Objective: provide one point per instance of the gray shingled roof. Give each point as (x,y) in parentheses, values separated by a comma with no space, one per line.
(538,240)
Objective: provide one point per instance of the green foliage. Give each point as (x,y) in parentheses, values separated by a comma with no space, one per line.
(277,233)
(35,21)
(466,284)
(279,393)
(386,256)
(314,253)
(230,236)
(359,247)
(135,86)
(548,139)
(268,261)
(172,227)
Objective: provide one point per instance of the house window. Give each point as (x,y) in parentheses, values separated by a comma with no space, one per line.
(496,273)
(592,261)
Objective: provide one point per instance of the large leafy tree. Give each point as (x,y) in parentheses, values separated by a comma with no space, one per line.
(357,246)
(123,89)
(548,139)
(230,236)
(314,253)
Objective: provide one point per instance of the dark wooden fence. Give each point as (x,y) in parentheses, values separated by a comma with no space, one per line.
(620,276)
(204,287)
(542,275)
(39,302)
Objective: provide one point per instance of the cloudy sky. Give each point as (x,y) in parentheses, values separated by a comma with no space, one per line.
___
→ What the task requires
Reproduce the lines verbatim, starting at the line that contains "Objective: provide one point per instance of the large" and ending with the final line.

→ Reply
Objective: provide one point per instance of the large leafy tree. Give each point as (x,y) in parentheses, values separated by a comma with no space, one per line.
(357,246)
(123,89)
(548,139)
(230,236)
(314,253)
Objective: provide one point per instance of the dark wooden fence. Give each point as (x,y) in parentheses, values separated by a comma with no space, one per line.
(620,276)
(204,287)
(542,275)
(39,302)
Objective: provide one point per instance of the cloudy sky. Give each point as (x,y) in parentheses, values separated by a comma with no space, one per line.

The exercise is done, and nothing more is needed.